Convert the material below into a numbered list with one line per item, and leave out any blank lines.

Detection annotation records
________________________________________

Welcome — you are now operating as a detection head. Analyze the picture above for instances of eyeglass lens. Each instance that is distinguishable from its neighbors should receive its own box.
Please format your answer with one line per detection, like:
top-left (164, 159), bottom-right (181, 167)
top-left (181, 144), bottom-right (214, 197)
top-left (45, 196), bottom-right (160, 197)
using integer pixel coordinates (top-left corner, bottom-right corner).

________________________________________

▸ **The answer**
1. Welcome — you are now operating as a detection head. Analyze the picture above for instances of eyeglass lens. Each instance that is distinguishable from its neighbors should receive its own box.
2. Please format your answer with one line per detection, like:
3. top-left (164, 159), bottom-right (181, 167)
4. top-left (181, 144), bottom-right (214, 197)
5. top-left (45, 196), bottom-right (160, 197)
6. using integer pixel coordinates (top-left corner, bottom-right corner).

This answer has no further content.